# PAGE TEXT
# # # # # # #

Understanding energy fluctuation during the transition state: The role of AbrB in Bacillus licheniformis

Limited research has been conducted on energy fluctuation during the transition state, despite the critical role of energy supply in microbial physiological metabolism.

This study proposes a comprehensive regulatory network of AbrB on energy metabolism in Bacillus, expanding the understanding of regulatory mechanisms of AbrB and elucidating energy fluctuations during the transition state.

This study aimed to investigate the regulatory function of transition state transcription factor AbrB on energy metabolism in Bacillus licheniformis WX-02. Firstly, the deletion of abrB was found to prolong the cell generation time, significantly reducing the intercellular ATP concentration and NADH/NAD+ ratio at the early stage. Subsequently, various target genes and transcription factors regulated by AbrB were identified through in vitro verification assays. Specifically, AbrB was shown to modulate energy metabolism by directly regulating the expression of genes pyk and pgk in substrate-level phosphorylation, as well as genes narK and narGHIJ associated with nitrate respiration. In terms of oxidative phosphorylation, AbrB not only directly regulated ATP generation genes, including cyd, atpB, hmp, ndh, qoxA and sdhC, but also influenced the expression of NAD-dependent enzymes and intracellular NADH/NAD+ ratio. Additionally, AbrB positively affected the expression of transcription factors CcpN, Fnr, Rex, and ResD involved in energy supply, while negatively affected the regulator CcpA. Overall, this study found that AbrB positively regulates both substrate-level phosphorylation and oxidative phosphorylation, while negatively regulating nitrate respiration. Conclusions: This study proposes a comprehensive regulatory network of AbrB on energy metabolism in Bacillus, expanding the understanding of regulatory mechanisms of AbrB and elucidating energy fluctuations during the transition state.

# # # # # # #

# LISTED ENTRIES
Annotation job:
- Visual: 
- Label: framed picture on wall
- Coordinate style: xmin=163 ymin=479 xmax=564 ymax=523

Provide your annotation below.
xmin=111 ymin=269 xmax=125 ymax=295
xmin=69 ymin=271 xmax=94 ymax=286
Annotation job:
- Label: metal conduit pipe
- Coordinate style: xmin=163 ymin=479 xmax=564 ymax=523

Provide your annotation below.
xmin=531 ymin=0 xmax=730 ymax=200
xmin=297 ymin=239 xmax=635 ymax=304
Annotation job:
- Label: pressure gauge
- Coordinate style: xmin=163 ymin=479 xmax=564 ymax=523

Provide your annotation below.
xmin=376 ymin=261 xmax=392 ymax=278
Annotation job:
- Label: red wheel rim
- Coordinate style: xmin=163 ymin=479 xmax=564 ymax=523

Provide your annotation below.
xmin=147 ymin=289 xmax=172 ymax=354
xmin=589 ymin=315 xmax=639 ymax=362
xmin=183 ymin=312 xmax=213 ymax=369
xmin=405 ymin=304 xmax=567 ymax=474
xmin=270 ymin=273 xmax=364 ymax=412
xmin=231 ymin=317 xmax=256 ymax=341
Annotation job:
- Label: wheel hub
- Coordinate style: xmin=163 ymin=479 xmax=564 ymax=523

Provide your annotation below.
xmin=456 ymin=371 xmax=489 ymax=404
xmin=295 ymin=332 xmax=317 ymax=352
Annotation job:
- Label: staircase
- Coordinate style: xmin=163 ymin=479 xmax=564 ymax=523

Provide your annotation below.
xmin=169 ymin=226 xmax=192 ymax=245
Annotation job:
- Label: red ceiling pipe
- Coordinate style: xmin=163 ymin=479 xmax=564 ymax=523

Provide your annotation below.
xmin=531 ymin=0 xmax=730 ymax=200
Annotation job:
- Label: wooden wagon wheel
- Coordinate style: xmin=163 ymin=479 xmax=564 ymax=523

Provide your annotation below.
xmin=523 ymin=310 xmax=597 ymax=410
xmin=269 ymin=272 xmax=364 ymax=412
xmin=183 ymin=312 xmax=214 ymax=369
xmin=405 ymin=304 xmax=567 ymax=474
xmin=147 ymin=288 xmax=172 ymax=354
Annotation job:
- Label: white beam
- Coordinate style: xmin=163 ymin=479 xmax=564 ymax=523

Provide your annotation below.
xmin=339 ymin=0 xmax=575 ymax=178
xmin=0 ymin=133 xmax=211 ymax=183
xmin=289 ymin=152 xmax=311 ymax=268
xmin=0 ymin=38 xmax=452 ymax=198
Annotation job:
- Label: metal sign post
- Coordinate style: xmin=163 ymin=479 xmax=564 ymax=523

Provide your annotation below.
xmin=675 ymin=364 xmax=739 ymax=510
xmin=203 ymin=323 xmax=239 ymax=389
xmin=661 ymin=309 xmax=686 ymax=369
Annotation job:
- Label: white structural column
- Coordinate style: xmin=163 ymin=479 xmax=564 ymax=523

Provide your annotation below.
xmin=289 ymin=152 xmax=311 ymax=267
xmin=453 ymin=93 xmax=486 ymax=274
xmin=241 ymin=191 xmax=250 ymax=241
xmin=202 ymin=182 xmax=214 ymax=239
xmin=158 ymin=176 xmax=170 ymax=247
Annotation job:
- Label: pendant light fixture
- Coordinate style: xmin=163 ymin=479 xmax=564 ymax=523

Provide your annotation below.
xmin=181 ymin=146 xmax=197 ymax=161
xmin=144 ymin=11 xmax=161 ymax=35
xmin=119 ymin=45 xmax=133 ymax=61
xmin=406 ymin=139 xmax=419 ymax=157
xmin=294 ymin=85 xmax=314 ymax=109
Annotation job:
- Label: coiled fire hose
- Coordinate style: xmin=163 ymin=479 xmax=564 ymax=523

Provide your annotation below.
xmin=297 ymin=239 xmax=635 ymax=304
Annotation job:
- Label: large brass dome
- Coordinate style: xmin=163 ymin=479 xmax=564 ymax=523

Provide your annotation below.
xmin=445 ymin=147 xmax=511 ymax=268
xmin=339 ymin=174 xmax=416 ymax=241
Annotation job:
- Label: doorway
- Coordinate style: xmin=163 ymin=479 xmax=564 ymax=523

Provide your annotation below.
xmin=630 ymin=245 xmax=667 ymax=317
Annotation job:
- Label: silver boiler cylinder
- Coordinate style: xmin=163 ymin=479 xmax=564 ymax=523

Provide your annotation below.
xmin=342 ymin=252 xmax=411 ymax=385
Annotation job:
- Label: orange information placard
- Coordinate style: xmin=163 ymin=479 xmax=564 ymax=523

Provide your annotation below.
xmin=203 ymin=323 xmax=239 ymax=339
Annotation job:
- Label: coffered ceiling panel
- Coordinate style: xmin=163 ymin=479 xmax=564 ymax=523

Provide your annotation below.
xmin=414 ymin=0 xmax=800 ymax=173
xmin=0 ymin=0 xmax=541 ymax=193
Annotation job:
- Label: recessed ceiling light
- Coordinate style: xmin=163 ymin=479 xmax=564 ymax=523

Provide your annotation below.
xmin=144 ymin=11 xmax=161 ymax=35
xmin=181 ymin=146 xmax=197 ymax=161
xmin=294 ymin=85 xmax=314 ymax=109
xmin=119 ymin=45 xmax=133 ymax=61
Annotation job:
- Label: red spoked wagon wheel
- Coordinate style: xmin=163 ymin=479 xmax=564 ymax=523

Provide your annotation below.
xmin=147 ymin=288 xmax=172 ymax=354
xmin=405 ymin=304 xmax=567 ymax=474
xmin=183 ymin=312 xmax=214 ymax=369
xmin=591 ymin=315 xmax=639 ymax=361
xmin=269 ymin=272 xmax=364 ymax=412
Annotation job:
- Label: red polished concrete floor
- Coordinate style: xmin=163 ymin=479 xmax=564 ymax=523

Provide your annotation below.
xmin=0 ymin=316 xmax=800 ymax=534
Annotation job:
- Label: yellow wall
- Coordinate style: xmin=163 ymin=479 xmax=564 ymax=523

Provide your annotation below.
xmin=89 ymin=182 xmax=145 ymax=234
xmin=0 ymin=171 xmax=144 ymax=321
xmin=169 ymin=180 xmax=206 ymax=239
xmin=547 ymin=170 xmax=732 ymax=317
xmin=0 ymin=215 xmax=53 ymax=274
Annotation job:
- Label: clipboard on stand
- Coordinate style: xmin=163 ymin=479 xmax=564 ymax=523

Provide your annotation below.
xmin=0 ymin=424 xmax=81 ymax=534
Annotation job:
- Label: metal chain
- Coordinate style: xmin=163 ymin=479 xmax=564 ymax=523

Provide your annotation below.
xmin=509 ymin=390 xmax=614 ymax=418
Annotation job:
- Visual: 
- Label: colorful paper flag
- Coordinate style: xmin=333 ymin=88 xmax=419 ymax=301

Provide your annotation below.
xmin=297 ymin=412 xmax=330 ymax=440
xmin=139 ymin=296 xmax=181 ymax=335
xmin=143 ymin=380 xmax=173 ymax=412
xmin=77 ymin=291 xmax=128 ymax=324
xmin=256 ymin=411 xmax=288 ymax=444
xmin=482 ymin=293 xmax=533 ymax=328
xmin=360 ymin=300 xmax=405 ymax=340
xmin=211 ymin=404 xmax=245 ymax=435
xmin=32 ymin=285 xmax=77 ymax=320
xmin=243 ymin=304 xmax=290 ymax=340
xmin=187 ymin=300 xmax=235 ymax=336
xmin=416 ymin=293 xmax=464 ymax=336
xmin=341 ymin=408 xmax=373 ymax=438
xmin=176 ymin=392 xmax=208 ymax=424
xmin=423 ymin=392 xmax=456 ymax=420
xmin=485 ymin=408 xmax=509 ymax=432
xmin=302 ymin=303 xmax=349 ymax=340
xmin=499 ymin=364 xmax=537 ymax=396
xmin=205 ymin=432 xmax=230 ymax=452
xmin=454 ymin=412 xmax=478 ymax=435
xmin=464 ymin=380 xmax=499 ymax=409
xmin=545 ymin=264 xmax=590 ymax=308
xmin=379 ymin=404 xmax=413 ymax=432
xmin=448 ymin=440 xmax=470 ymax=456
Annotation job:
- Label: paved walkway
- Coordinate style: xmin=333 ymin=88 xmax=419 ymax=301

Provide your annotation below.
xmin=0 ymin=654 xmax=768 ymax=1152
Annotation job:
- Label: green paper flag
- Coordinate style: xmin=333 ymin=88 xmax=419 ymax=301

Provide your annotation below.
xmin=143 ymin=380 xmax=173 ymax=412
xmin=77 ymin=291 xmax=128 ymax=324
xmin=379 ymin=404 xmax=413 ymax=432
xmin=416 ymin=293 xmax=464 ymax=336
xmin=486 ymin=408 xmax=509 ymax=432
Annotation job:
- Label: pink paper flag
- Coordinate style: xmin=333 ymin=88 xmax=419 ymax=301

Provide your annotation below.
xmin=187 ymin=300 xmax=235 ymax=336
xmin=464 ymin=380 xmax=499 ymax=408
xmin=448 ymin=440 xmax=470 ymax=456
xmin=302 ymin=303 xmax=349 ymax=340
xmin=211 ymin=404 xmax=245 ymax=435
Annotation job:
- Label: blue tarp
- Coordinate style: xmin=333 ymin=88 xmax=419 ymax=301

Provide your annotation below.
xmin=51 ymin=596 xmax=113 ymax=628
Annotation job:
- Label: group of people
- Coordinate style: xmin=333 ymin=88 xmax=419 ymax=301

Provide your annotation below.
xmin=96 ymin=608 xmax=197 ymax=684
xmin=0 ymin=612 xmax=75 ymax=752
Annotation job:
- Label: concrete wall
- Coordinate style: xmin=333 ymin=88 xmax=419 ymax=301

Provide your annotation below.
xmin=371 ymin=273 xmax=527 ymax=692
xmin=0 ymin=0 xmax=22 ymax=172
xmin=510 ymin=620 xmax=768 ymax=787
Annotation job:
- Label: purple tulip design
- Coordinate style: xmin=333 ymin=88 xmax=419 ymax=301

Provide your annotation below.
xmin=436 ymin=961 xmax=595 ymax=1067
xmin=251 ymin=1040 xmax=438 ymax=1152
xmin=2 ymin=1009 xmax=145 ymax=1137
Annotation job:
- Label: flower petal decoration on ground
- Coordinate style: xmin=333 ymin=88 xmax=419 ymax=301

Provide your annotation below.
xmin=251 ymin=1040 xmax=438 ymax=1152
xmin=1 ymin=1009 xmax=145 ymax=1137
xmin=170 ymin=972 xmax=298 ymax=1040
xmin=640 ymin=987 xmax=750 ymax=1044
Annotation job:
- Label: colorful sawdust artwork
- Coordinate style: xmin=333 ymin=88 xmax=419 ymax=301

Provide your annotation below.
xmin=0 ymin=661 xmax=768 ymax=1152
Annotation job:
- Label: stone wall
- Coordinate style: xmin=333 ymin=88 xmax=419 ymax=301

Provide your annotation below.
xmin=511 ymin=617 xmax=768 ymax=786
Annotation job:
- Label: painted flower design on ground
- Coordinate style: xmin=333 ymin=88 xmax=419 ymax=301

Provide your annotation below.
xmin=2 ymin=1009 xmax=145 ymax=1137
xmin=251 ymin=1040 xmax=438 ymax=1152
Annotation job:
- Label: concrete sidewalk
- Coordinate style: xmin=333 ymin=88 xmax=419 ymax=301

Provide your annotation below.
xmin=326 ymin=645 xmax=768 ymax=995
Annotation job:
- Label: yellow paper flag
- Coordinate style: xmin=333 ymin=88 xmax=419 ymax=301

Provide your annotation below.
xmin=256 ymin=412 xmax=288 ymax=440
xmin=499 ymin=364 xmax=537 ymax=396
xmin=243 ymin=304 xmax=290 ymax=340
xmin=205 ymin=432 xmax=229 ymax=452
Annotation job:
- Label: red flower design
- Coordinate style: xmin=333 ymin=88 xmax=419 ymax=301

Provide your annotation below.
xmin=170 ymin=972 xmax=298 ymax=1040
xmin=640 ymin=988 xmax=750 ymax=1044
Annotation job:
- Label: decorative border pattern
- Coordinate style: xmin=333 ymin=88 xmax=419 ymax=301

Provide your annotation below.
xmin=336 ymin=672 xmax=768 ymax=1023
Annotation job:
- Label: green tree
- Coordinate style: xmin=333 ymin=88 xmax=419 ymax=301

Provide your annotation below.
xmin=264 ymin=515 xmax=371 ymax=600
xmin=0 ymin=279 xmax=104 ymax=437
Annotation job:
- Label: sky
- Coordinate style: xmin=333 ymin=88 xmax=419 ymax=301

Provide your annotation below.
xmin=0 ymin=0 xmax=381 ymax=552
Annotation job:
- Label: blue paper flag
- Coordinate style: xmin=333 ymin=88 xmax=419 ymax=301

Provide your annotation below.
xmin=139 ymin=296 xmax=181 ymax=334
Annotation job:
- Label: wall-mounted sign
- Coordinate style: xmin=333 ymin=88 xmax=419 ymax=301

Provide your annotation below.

# # # # # # #

# ASSIGNED TASK 1
In the AbrB abstract, which bacterial strain was used to study AbrB's role in energy metabolism?
# ASSIGNED TASK 2
Write out the AbrB abstract from "Understanding energy fluctuation" to "microbial physiological metabolism.".

# EXERCISE ANSWER 1
Bacillus licheniformis WX-02

# EXERCISE ANSWER 2
Understanding energy fluctuation during the transition state: The role of AbrB in Bacillus licheniformis

Limited research has been conducted on energy fluctuation during the transition state, despite the critical role of energy supply in microbial physiological metabolism.